• _Fragmento_:
-- -- --

Entonces, ah, entonces, vuelves a ser eucalipto. Dulce vuelve a ser mi noche entre tus ramas.

Paz dio su irónica versión de los hechos en un poema épico fantástico de casi un centenar de versos: “La guerra de la dríada o Vuelve a ser eucalipto”, en que la amada enemiga es una encarnación de la pasión crítica. Ellos discuten, él se enardece y ella, sin dejar de reír, lo desarma.

tu artillería

disparaba desde estribor,

desmantelaba mis premisas,

hacía añicos mis consiguientes,

tus espejos ustorios

incendiaban mis convicciones

El que habla, en cambio, es una conciencia que se recome, empecinada en su desvarío:

el insomnio encendió su bujía,

su luz díscola iluminó mi noche,

inspiraciones, conspiraciones, inmolaciones,

Al final, la reconciliación llega desde la otra orilla:

Vuelve a ser eucalipto, dijiste,

el viento mecía mi follaje,

yo callaba y el viento hablaba,

murmullo de palabras que eran hojas,

verdes chisporroteos, lenguas de agua,

tendida al pie del eucalipto

tú eras la fuente que reía,

vaivén de los ramajes sigilosos,

eras tú, era la brisa que volvía.

-- -- --

• _Material proporcionado_:
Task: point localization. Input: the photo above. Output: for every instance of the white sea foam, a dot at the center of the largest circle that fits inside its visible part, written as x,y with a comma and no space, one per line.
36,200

-- -- --

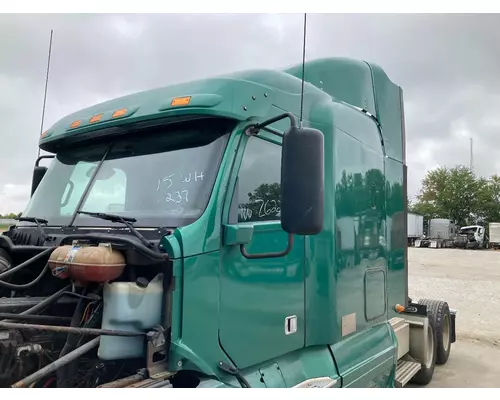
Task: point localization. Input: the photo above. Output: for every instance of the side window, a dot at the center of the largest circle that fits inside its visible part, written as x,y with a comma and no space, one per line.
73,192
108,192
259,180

-- -- --

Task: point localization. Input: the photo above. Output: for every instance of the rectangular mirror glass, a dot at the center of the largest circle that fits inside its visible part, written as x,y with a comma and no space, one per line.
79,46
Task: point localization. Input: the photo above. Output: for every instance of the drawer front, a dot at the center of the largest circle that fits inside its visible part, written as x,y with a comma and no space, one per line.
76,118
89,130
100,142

-- -- --

• _Consigna A_:
Según el fragmento sobre el poema de Paz, ¿aproximadamente cuántos versos tiene ese poema?
• _Consigna B_:
Reproduce del fragmento sobre el poema de Paz el pasaje que empieza en las palabras "Entonces, ah, entonces, vuelves" y termina después de "reír, lo desarma.".
• _Consigna C_:
Prosigue el fragmento sobre el poema de Paz a partir de su última línea.

• _Respuesta A_:
Casi un centenar de versos.

• _Respuesta B_:
Entonces, ah, entonces, vuelves a ser eucalipto. Dulce vuelve a ser mi noche entre tus ramas.

Paz dio su irónica versión de los hechos en un poema épico fantástico de casi un centenar de versos: “La guerra de la dríada o Vuelve a ser eucalipto”, en que la amada enemiga es una encarnación de la pasión crítica. Ellos discuten, él se enardece y ella, sin dejar de reír, lo desarma.

• _Respuesta C_:
Eucalipto: bien oculto. Árbol de la respiración abierta. La estrofa tiene interés entre otras cosas porque anticipa la célebre coda del último poema largo de Paz, su “Carta de creencia”:

Tal vez amar es aprender

a caminar por este mundo.

Aprender a quedarnos quietos

como el tilo y la encina de la fábula.

Aprender a mirar.

Tu mirada es sembradora.

Plantó un árbol.

Yo hablo

porque tú meces los follajes.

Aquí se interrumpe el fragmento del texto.